### Task directions
Below are some entries. Reproduce them word for word.

### Entries shown

↓

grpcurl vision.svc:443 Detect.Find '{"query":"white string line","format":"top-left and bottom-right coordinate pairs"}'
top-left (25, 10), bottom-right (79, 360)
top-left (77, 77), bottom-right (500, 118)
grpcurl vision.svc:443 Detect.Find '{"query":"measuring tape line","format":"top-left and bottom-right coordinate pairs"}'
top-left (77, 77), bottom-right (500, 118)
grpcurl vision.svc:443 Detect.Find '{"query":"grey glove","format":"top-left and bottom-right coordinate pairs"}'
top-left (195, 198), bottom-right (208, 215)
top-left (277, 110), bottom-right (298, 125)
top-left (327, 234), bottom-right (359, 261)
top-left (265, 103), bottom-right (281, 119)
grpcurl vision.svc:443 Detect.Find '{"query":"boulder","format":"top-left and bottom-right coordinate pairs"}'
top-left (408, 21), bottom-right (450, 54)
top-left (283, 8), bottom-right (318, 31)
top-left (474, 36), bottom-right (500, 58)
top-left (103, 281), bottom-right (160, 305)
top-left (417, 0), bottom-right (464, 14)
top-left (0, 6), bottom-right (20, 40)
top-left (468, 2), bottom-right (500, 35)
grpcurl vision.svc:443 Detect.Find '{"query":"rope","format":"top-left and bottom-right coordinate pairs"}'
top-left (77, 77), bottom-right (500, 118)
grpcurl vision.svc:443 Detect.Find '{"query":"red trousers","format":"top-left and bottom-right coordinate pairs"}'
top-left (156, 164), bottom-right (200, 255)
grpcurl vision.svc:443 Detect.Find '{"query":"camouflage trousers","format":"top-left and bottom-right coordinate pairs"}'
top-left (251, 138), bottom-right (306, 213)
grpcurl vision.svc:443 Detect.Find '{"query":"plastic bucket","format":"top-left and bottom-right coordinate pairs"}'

↑

### Finished exercise
grpcurl vision.svc:443 Detect.Find '{"query":"white string line","format":"top-left and bottom-right coordinate pairs"}'
top-left (25, 10), bottom-right (79, 360)
top-left (77, 77), bottom-right (500, 118)
grpcurl vision.svc:443 Detect.Find '{"query":"measuring tape line","format":"top-left and bottom-right coordinate pairs"}'
top-left (77, 77), bottom-right (500, 118)
grpcurl vision.svc:443 Detect.Find '{"query":"grey glove","format":"top-left and bottom-right coordinate pairs"}'
top-left (195, 198), bottom-right (208, 215)
top-left (277, 110), bottom-right (298, 125)
top-left (327, 234), bottom-right (359, 261)
top-left (265, 103), bottom-right (281, 119)
grpcurl vision.svc:443 Detect.Find '{"query":"boulder","format":"top-left and bottom-right coordinate pairs"}'
top-left (408, 21), bottom-right (450, 54)
top-left (283, 8), bottom-right (318, 31)
top-left (474, 36), bottom-right (500, 58)
top-left (103, 281), bottom-right (160, 305)
top-left (417, 0), bottom-right (464, 14)
top-left (0, 6), bottom-right (20, 40)
top-left (468, 2), bottom-right (500, 35)
grpcurl vision.svc:443 Detect.Find '{"query":"rope","format":"top-left and bottom-right coordinate pairs"}'
top-left (77, 77), bottom-right (500, 118)
grpcurl vision.svc:443 Detect.Find '{"query":"red trousers","format":"top-left and bottom-right coordinate pairs"}'
top-left (156, 164), bottom-right (200, 255)
grpcurl vision.svc:443 Detect.Find '{"query":"camouflage trousers","format":"top-left and bottom-right coordinate pairs"}'
top-left (251, 138), bottom-right (306, 213)
grpcurl vision.svc:443 Detect.Find '{"query":"plastic bucket","format":"top-left and bottom-right coordinate pairs"}'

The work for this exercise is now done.